» **WORK INSTRUCTIONS**
Output the data exactly, with every line intact.

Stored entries

::::::::

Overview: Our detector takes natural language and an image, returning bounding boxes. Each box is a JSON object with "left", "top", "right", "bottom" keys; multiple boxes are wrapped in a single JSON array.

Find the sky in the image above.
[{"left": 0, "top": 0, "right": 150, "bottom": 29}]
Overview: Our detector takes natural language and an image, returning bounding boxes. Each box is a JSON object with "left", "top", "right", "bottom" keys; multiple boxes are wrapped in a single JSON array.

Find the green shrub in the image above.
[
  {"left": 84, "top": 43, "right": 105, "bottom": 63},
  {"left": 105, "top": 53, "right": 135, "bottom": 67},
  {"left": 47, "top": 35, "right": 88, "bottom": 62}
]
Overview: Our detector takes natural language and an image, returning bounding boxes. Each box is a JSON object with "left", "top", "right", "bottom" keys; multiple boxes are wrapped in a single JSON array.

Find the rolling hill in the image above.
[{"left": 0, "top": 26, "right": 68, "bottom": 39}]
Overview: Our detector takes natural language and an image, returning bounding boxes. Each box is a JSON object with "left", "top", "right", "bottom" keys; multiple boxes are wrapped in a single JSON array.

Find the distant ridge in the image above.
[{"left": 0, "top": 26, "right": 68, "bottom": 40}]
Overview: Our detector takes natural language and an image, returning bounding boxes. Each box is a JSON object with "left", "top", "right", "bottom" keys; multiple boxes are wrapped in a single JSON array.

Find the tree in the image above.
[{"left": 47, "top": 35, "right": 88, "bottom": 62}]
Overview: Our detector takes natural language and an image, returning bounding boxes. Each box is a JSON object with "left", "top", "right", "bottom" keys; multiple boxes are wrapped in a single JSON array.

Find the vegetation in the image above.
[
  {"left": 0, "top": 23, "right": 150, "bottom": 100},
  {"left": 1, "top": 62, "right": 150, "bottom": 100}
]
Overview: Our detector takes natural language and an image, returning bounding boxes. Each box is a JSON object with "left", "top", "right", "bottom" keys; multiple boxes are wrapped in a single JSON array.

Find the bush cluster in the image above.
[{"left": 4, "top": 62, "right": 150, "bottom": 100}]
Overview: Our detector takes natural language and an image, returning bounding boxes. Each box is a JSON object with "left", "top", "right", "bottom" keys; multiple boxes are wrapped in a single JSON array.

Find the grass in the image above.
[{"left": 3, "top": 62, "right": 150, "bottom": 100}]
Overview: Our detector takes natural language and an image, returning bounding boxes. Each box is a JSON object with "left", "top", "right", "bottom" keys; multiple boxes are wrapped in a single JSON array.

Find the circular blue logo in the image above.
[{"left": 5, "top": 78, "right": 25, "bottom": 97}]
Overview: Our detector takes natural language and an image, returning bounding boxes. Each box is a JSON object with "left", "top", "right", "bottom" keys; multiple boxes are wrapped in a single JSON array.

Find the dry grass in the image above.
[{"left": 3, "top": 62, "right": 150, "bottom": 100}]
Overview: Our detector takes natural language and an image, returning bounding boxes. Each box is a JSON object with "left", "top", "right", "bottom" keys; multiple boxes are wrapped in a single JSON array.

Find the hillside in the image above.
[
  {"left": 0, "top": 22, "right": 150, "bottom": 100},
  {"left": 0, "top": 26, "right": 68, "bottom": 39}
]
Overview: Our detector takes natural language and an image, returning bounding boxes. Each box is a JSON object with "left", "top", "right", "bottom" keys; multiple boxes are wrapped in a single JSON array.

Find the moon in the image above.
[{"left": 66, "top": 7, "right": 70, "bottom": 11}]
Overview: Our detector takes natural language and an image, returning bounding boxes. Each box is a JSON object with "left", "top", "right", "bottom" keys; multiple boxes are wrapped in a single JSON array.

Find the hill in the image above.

::::::::

» **SOLUTION**
Overview: Our detector takes natural language and an image, returning bounding boxes. Each box is a JSON object with "left", "top", "right", "bottom" keys; multiple boxes are wrapped in a single JSON array.

Find the sky in the image above.
[{"left": 0, "top": 0, "right": 150, "bottom": 29}]
Overview: Our detector takes natural language and an image, returning bounding boxes. Each box is a JSON object with "left", "top", "right", "bottom" keys; multiple boxes are wrapped in a single JSON array.

Find the green shrub in the image above.
[
  {"left": 84, "top": 43, "right": 105, "bottom": 63},
  {"left": 105, "top": 53, "right": 135, "bottom": 67},
  {"left": 47, "top": 35, "right": 88, "bottom": 62}
]
Overview: Our detector takes natural language and an image, returning bounding boxes. Each box is a JSON object with "left", "top", "right", "bottom" keys; multiple boxes are wrapped in a single JSON array.

Find the rolling hill in the image above.
[{"left": 0, "top": 26, "right": 68, "bottom": 39}]
Overview: Our detector takes natural language and an image, returning bounding boxes. Each box is a JSON object with "left", "top", "right", "bottom" keys; multiple boxes are wrapped in a single JSON array.

Find the distant ridge in the image above.
[{"left": 0, "top": 26, "right": 68, "bottom": 40}]
Overview: Our detector takes natural language and an image, returning bounding boxes. Each box is a JSON object with "left", "top", "right", "bottom" keys; multiple boxes are wrapped in a single JSON array.

Find the tree in the image above.
[{"left": 47, "top": 35, "right": 88, "bottom": 62}]
Overview: Our detector takes natural language and an image, returning bounding boxes. Each box is a JSON object with "left", "top", "right", "bottom" keys; multiple boxes are wrapped in a single JSON array.

Find the vegetation in the image above.
[
  {"left": 0, "top": 23, "right": 150, "bottom": 100},
  {"left": 1, "top": 62, "right": 150, "bottom": 100}
]
Overview: Our detector takes natural language and an image, returning bounding boxes. Each box is a JSON object with "left", "top", "right", "bottom" keys; multiple boxes are wrapped in a single JSON array.

Find the bush cluster in the image above.
[{"left": 4, "top": 62, "right": 150, "bottom": 100}]
Overview: Our detector takes natural language and an image, returning bounding boxes. Each box is a JSON object with "left", "top", "right", "bottom" keys; multiple boxes are wrapped in a single JSON array.

Find the grass in the image above.
[{"left": 3, "top": 62, "right": 150, "bottom": 100}]
Overview: Our detector takes natural language and an image, returning bounding boxes. Each box is a JSON object with "left", "top", "right", "bottom" keys; multiple boxes are wrapped in a single JSON array.

Find the circular blue logo in the image above.
[{"left": 5, "top": 78, "right": 25, "bottom": 97}]
Overview: Our detector takes natural language and an image, returning bounding boxes. Each box is a JSON object with "left", "top", "right", "bottom" keys; multiple boxes are wrapped in a single JSON array.

Find the dry grass in the image above.
[{"left": 3, "top": 62, "right": 150, "bottom": 100}]
Overview: Our detector takes natural language and an image, returning bounding boxes. Each box is a JSON object with "left", "top", "right", "bottom" keys; multiple boxes are wrapped in a single JSON array.

Find the hillside in the image above.
[
  {"left": 0, "top": 22, "right": 150, "bottom": 100},
  {"left": 0, "top": 26, "right": 68, "bottom": 39}
]
Overview: Our detector takes natural language and an image, returning bounding boxes. Each box is a JSON object with "left", "top", "right", "bottom" keys; multiple boxes are wrapped in a single JSON array.

Find the moon in the image above.
[{"left": 66, "top": 7, "right": 70, "bottom": 11}]
Overview: Our detector takes natural language and an image, returning bounding boxes. Each box is a JSON object with "left", "top", "right", "bottom" keys; multiple boxes are wrapped in a single JSON array.

Find the hill in the image above.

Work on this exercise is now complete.